• [What this task involves]
Among the records below, find the line that has "Could you point out the red price"; from there, give the lines again exactly, and stop after the line that has "Could you point out the bottle label".

Natural-language object grounding data:
[Start of section]
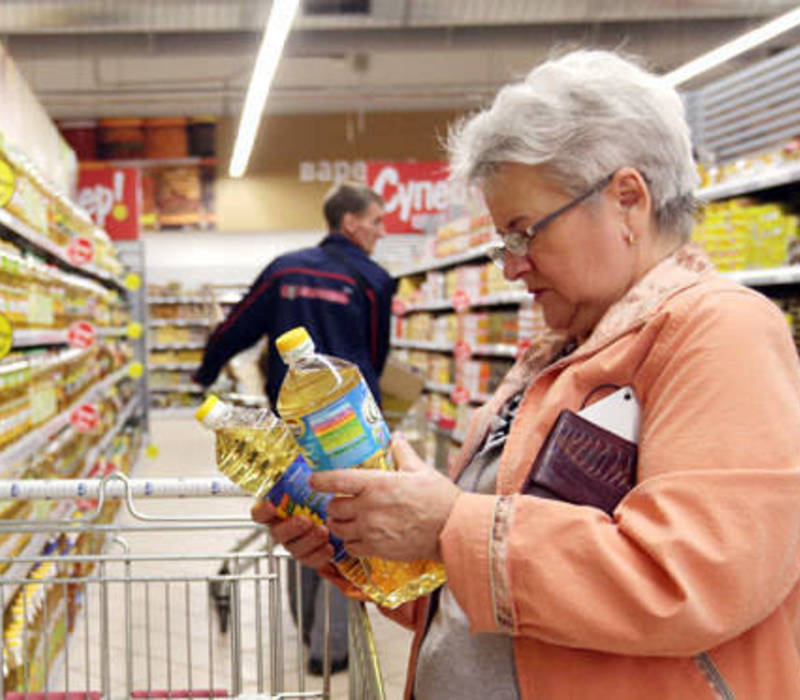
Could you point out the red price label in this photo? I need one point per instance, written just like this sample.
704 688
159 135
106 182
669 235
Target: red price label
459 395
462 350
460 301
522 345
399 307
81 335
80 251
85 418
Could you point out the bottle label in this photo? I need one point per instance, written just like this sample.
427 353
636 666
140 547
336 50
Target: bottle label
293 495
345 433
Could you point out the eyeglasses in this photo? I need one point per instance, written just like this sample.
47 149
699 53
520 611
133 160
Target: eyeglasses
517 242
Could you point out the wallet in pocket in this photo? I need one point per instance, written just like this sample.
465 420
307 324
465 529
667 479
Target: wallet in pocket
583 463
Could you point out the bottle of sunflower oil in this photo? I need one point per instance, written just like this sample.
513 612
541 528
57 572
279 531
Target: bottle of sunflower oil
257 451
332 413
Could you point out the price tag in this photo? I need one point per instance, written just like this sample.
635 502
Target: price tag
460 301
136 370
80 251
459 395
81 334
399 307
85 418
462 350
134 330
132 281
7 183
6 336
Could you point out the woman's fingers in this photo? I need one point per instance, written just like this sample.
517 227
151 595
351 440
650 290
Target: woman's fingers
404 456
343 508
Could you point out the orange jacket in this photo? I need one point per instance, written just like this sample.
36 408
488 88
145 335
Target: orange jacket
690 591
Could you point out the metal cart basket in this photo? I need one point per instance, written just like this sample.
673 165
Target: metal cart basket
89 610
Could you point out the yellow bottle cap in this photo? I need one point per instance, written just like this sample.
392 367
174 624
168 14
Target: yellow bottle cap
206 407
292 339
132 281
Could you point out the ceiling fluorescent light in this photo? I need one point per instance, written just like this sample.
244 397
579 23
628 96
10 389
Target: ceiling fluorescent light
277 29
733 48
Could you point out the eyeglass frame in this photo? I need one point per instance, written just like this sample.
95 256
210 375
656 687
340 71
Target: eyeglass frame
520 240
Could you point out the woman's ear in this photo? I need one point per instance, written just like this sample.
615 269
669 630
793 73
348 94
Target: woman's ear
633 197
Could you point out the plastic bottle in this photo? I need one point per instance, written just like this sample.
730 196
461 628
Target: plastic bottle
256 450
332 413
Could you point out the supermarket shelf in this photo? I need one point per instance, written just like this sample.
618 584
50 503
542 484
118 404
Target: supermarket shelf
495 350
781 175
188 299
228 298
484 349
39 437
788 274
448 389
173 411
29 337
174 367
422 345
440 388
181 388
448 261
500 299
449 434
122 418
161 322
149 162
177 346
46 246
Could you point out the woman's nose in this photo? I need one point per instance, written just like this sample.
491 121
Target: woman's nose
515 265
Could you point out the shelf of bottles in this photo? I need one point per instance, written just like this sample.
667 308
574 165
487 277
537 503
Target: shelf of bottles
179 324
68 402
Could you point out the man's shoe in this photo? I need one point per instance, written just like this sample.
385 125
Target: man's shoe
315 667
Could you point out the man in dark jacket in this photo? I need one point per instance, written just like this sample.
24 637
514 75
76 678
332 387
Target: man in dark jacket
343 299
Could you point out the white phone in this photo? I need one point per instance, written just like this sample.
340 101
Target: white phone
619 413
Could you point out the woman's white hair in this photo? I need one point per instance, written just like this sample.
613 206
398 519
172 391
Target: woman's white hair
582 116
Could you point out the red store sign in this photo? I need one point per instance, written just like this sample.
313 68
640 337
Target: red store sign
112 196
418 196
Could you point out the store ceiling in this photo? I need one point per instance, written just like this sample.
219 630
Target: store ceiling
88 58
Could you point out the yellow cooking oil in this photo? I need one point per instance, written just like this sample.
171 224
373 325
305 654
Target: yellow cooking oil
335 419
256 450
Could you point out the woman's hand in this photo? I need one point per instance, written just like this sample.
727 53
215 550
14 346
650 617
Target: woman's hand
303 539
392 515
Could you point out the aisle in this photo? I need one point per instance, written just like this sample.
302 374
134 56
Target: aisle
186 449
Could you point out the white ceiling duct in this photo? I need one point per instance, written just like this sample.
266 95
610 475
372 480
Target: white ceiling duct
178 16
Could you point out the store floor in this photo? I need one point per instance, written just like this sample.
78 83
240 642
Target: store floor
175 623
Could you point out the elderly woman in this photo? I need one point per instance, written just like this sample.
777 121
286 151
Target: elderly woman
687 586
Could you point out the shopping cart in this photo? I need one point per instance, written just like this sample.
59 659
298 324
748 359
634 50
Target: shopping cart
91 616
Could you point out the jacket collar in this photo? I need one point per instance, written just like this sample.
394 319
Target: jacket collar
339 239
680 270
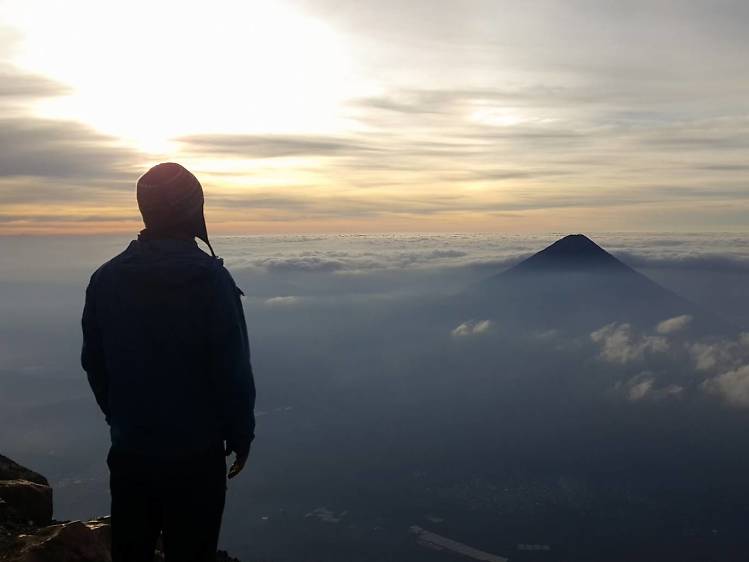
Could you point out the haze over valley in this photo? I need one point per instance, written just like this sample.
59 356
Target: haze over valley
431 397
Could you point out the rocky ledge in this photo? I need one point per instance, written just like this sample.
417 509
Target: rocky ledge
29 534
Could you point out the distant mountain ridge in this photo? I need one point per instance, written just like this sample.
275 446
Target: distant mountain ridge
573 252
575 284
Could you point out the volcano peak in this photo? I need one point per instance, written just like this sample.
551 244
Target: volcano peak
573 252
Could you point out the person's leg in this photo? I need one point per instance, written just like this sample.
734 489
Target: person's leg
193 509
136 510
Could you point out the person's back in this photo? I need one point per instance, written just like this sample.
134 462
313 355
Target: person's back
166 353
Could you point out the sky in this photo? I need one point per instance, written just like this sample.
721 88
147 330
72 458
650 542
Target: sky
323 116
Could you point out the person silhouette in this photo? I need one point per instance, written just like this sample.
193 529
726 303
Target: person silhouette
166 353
[End of section]
[Start of section]
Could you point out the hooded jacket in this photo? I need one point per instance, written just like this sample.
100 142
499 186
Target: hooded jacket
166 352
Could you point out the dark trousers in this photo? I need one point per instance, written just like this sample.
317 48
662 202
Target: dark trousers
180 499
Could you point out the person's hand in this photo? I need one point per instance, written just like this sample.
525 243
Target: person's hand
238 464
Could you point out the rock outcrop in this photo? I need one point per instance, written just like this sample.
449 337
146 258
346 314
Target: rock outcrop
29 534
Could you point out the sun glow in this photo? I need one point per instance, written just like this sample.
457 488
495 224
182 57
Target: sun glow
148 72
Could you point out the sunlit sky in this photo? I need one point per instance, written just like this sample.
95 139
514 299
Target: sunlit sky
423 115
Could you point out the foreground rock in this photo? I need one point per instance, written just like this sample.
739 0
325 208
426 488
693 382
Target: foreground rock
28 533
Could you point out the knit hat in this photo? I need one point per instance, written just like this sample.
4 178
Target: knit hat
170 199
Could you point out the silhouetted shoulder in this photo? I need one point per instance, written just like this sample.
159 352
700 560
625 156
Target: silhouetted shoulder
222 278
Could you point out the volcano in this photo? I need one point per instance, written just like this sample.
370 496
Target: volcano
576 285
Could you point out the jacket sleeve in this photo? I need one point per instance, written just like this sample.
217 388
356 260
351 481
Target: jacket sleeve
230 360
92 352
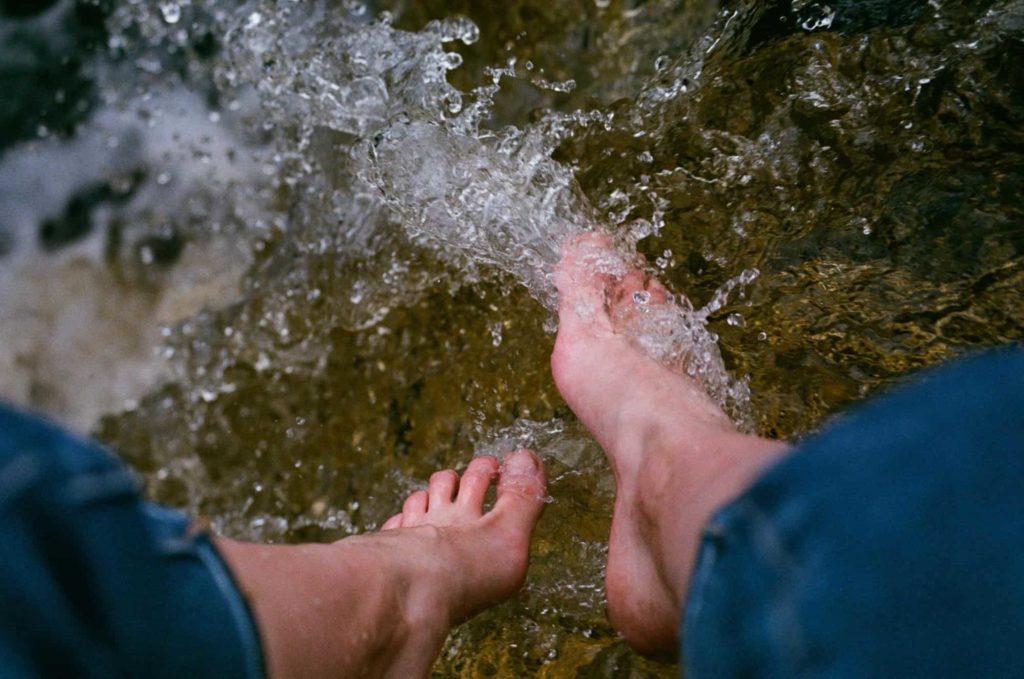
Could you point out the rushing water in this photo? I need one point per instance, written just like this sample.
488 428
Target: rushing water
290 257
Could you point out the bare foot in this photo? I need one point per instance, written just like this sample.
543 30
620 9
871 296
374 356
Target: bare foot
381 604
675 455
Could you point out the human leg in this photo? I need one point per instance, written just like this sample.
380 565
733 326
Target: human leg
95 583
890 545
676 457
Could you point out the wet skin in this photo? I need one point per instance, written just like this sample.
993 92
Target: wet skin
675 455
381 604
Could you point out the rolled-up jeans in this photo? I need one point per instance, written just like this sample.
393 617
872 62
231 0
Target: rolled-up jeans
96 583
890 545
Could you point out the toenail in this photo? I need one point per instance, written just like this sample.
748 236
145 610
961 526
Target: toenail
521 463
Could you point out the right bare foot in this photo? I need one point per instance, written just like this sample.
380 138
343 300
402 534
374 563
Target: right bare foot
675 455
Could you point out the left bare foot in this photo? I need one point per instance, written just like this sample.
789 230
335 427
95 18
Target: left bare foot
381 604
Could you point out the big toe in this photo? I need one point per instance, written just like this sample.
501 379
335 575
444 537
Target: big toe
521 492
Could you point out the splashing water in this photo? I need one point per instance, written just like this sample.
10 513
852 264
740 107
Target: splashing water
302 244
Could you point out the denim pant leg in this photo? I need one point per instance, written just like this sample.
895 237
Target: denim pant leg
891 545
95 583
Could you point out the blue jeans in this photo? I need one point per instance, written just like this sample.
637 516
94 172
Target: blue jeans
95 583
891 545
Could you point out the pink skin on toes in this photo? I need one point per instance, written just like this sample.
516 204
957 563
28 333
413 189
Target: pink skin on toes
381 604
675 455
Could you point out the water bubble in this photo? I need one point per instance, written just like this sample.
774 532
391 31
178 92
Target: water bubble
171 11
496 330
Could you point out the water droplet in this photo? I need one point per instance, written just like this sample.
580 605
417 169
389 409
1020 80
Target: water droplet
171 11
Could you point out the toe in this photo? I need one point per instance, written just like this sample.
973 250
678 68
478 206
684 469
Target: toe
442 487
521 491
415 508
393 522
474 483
[End of section]
[Start of section]
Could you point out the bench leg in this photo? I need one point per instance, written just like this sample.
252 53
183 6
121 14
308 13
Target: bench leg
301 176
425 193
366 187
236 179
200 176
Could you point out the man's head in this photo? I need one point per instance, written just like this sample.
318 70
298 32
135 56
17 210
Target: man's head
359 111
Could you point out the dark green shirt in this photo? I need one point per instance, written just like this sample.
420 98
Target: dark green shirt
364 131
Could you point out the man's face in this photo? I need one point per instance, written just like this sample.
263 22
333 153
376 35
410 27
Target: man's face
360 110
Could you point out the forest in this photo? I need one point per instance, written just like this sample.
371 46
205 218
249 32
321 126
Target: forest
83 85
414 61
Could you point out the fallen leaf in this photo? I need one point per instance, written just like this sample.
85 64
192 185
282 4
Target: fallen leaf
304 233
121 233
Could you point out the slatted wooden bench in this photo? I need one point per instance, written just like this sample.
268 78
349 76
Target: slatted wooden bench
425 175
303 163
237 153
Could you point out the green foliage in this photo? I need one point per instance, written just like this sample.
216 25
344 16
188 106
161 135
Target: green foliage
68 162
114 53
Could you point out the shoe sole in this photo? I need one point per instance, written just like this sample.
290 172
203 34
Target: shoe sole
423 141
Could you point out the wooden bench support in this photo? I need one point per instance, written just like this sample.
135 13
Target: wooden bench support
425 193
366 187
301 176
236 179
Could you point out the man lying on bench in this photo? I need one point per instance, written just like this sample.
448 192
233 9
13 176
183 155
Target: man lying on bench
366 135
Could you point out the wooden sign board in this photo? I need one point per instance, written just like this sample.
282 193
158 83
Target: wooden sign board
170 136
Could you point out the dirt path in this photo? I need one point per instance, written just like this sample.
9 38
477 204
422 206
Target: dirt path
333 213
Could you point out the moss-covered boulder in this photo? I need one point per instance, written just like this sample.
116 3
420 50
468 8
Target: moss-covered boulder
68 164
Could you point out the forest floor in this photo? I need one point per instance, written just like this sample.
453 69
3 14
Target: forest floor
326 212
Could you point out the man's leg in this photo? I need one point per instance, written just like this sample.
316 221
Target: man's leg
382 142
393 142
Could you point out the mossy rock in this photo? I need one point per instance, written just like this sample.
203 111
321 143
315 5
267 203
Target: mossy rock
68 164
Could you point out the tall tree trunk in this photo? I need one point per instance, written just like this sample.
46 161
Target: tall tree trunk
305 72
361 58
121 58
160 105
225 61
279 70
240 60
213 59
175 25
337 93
[End of section]
• [Response to this task]
Could you point out the red price label in this photo? I need one point per instance, written just like this sample.
704 688
159 135
106 182
669 235
Target: red price label
459 395
462 350
460 301
522 345
399 307
81 335
80 251
85 418
Could you point out the bottle label in this photo? I need one point per instance, written just like this sample.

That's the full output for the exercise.